**TASK TO CARRY OUT:** Leaving the pictures aside, return the listing exactly as it appears.

(RECORDS SUPPLIED)

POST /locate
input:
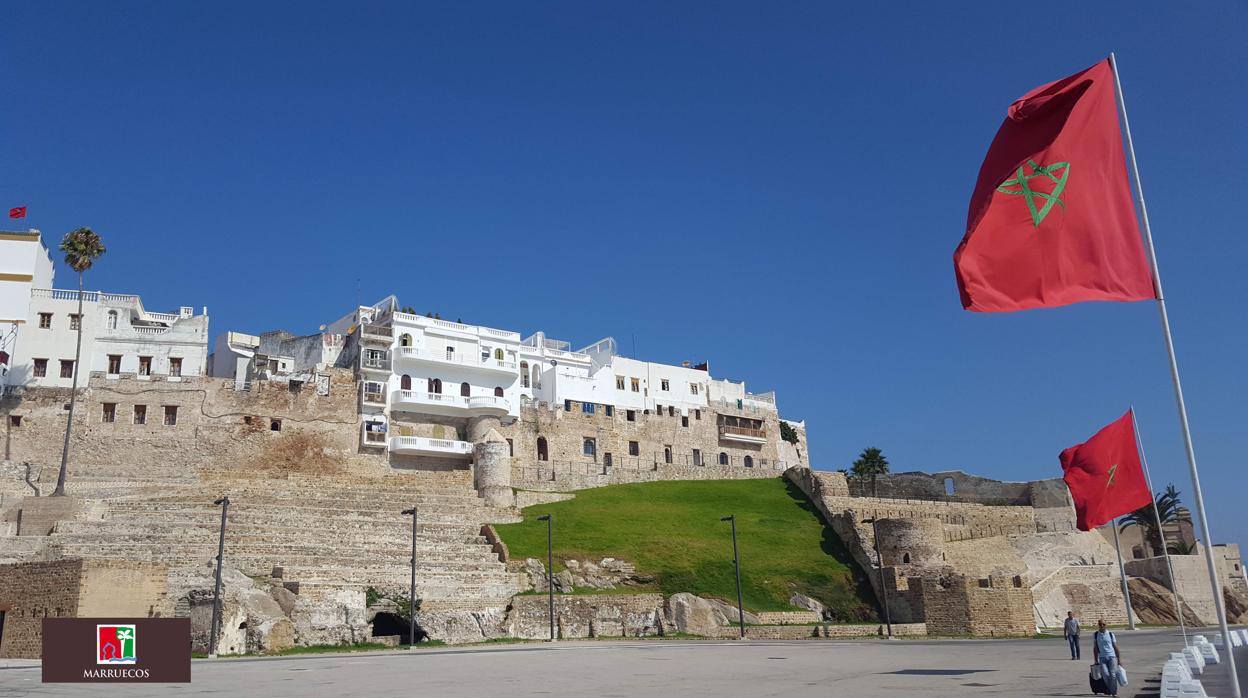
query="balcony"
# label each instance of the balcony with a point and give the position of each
(377, 334)
(422, 446)
(744, 435)
(492, 365)
(453, 405)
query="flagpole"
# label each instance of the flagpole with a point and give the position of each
(1122, 575)
(1161, 532)
(1178, 388)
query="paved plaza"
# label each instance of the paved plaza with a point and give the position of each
(670, 668)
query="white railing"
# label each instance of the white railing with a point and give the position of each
(458, 358)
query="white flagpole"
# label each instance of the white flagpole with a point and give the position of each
(1161, 532)
(1216, 586)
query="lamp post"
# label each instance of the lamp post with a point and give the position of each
(549, 570)
(224, 502)
(411, 598)
(736, 563)
(884, 588)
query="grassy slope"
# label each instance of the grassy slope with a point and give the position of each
(672, 530)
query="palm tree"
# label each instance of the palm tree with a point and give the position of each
(81, 247)
(1146, 518)
(871, 462)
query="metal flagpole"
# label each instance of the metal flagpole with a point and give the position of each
(1122, 573)
(1161, 532)
(1178, 390)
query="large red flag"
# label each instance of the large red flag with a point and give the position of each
(1105, 476)
(1051, 220)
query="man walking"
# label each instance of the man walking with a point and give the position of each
(1105, 652)
(1072, 634)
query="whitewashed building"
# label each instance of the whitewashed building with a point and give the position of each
(119, 335)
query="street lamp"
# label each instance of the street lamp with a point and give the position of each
(736, 563)
(411, 598)
(224, 502)
(549, 570)
(884, 588)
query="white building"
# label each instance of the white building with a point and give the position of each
(119, 335)
(24, 265)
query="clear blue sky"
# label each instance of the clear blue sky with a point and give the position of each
(776, 187)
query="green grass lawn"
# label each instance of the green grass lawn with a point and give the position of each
(672, 530)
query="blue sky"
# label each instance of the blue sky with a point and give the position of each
(776, 189)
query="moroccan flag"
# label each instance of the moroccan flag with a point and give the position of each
(1105, 476)
(1051, 220)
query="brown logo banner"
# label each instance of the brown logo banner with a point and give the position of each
(117, 649)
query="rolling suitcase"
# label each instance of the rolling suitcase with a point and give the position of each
(1096, 681)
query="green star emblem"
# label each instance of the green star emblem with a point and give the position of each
(1022, 180)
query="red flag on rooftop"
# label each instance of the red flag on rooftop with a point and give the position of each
(1105, 476)
(1051, 220)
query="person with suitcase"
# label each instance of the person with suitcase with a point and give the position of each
(1107, 657)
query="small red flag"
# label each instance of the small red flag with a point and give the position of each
(1105, 476)
(1051, 220)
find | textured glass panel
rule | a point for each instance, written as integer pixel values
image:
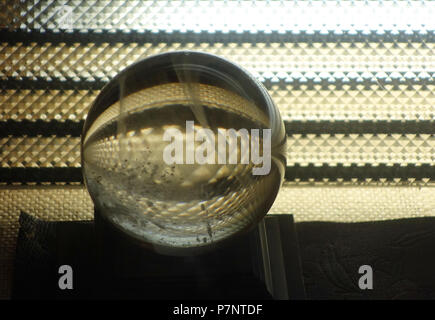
(302, 103)
(373, 62)
(45, 104)
(303, 150)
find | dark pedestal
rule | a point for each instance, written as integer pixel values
(262, 264)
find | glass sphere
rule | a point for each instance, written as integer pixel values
(183, 150)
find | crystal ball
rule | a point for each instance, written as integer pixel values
(183, 150)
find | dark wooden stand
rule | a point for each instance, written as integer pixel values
(262, 264)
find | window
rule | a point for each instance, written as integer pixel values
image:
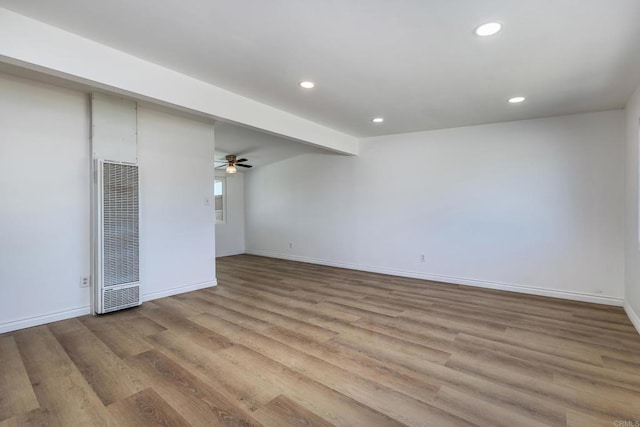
(219, 190)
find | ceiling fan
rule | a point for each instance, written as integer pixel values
(231, 163)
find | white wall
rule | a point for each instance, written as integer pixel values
(230, 236)
(632, 276)
(45, 203)
(534, 206)
(35, 45)
(177, 228)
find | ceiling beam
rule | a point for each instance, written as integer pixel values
(37, 46)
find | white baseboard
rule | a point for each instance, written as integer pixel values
(68, 314)
(41, 320)
(633, 316)
(178, 290)
(555, 293)
(229, 253)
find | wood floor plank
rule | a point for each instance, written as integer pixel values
(479, 411)
(16, 394)
(588, 402)
(106, 373)
(244, 388)
(330, 404)
(196, 401)
(286, 343)
(36, 418)
(117, 336)
(283, 411)
(400, 407)
(145, 408)
(58, 384)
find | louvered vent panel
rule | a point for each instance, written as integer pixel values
(115, 299)
(120, 222)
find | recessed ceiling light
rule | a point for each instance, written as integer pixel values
(488, 29)
(516, 99)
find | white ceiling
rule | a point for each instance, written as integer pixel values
(415, 62)
(258, 147)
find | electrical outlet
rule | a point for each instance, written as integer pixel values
(84, 282)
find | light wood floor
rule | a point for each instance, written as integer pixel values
(281, 343)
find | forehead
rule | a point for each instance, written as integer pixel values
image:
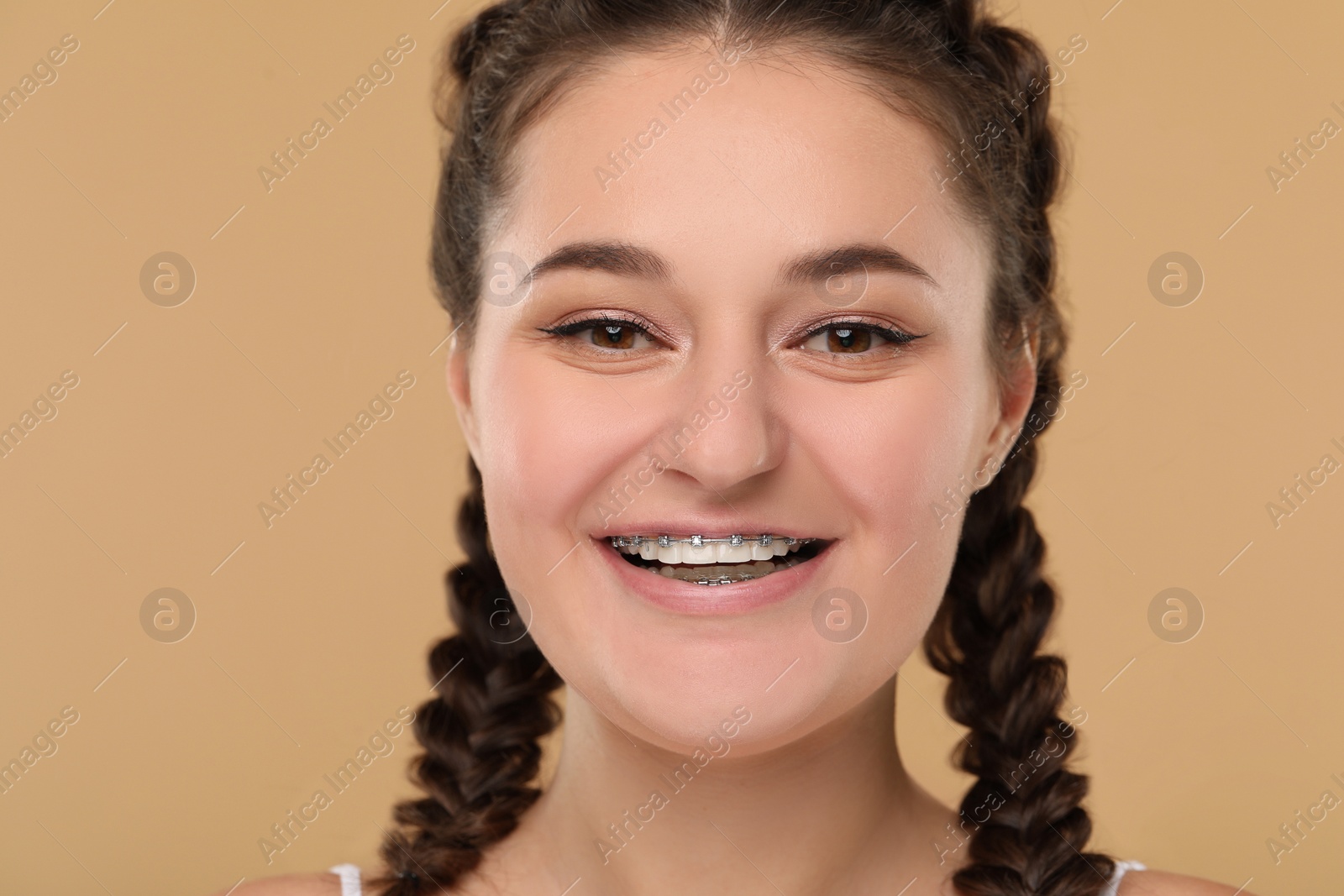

(End RECORDS SUPPLIED)

**RESULT OF THE TASK:**
POST /locate
input:
query="balcony"
# label each instance of the balcony with a point and give the position of each
(377, 334)
(422, 446)
(744, 435)
(492, 365)
(453, 405)
query="flagpole"
# label each instance of the flagpole with a point and give the position of each
(1122, 575)
(1161, 532)
(1178, 388)
query="paved plaza"
# label each instance of the paved plaza with a point and give the position of each
(670, 668)
query="white railing"
# label each instance of the white railing with a point and give the position of each
(458, 358)
query="white flagpole"
# label each instance of the white flagpole with a point and give the position of each
(1161, 532)
(1216, 586)
query="lamp post"
# label each instance of the lamp post with a point and give the position of each
(549, 570)
(224, 502)
(411, 598)
(736, 563)
(884, 588)
query="grassy slope"
# label each instance of the grassy slope with a point and give the position of each
(672, 530)
query="palm tree"
# label each instance of the palm tree with a point and give the position of each
(81, 247)
(1146, 518)
(871, 462)
query="metal flagpole"
# label each instance of the metal flagpole with a point and give the position of each
(1122, 573)
(1161, 532)
(1178, 390)
query="large red flag"
# label each instance of the large red flag with a point and give the position of each
(1105, 476)
(1051, 220)
query="man walking"
# label each instance of the man walking with a point and give the position of each
(1105, 652)
(1072, 634)
query="whitewashed building"
# label each instance of the whitewashed building with a point and give the position of each
(119, 335)
query="street lamp"
# label each instance of the street lamp with a point and give the position of each
(736, 563)
(411, 598)
(224, 502)
(549, 570)
(884, 588)
query="white building"
# label each instance of the white building with a point and give the position of each
(119, 335)
(24, 265)
query="clear blue sky"
# label each instance of the clear blue sky with a point and give the position of each
(776, 187)
query="green grass lawn"
# label each instance of the green grass lawn with a point and give the position of each
(672, 530)
query="blue sky"
# label each instance of the blue sky with a point and give the position of each
(776, 189)
query="moroccan flag"
# label each instance of the moroccan flag with a point and give the position of each
(1105, 476)
(1051, 220)
query="brown logo banner"
# label each instance of the brown logo banner with a point and give the position of each
(117, 649)
query="rolling suitcase"
# label each instance of the rolling suitcase with a point and give the position of each
(1096, 681)
query="green star emblem"
# label each instance of the green star emblem with a point and give the position of each
(1022, 180)
query="red flag on rooftop"
# label each instance of the red flag on rooftop with a point and give the position of each
(1105, 476)
(1051, 220)
query="person with suitcase"
# label each instance of the person with suitcase with a point and give the position of each
(1107, 657)
query="small red flag"
# label each instance of the small red flag with a point and give the position of each
(1105, 476)
(1051, 220)
find | textured glass panel
rule | a point for each instance, written as integer pixel values
image:
(302, 103)
(373, 62)
(45, 104)
(303, 150)
find | dark pedestal
rule | a point for each instance, written as integer pixel values
(262, 264)
find | glass sphere
rule | a point for each instance, written as integer pixel values
(183, 150)
find | crystal ball
rule | a point for each instance, written as integer pixel values
(183, 150)
find | dark wooden stand
rule | a point for each instance, written as integer pixel values
(262, 264)
find | window
rule | a point for each instance, written as integer pixel values
image:
(219, 190)
find | ceiling fan
rule | a point for each instance, written as integer pixel values
(231, 163)
find | white wall
rule | a point for each instance, written as integer pixel values
(230, 236)
(632, 276)
(45, 203)
(534, 206)
(35, 45)
(177, 228)
find | ceiling beam
rule | a point for each instance, written as integer pixel values
(37, 46)
find | white baseboard
rule | a point for each instance, written as integer pixel values
(68, 314)
(41, 320)
(633, 316)
(178, 290)
(555, 293)
(229, 253)
find | wood floor plank
rule | a point for each instance, written as integer pixel values
(479, 411)
(16, 394)
(588, 402)
(106, 373)
(244, 388)
(330, 404)
(196, 401)
(286, 343)
(36, 418)
(117, 336)
(283, 411)
(400, 407)
(145, 408)
(58, 384)
find | louvered vent panel
rule | a point for each instance, written as integer pixel values
(115, 299)
(120, 222)
find | recessed ceiling light
rule | a point for each instance, written as integer pixel values
(488, 29)
(516, 99)
find | white ceiling
rule | a point for each instance, written as integer pixel values
(415, 62)
(258, 147)
find | electrical outlet
rule | a point for each instance, written as integer pixel values
(84, 282)
find | light wood floor
rule | a point for each instance, written as integer pixel values
(281, 343)
find | forehead
rule | a point for each instance, written as integer pixel values
image:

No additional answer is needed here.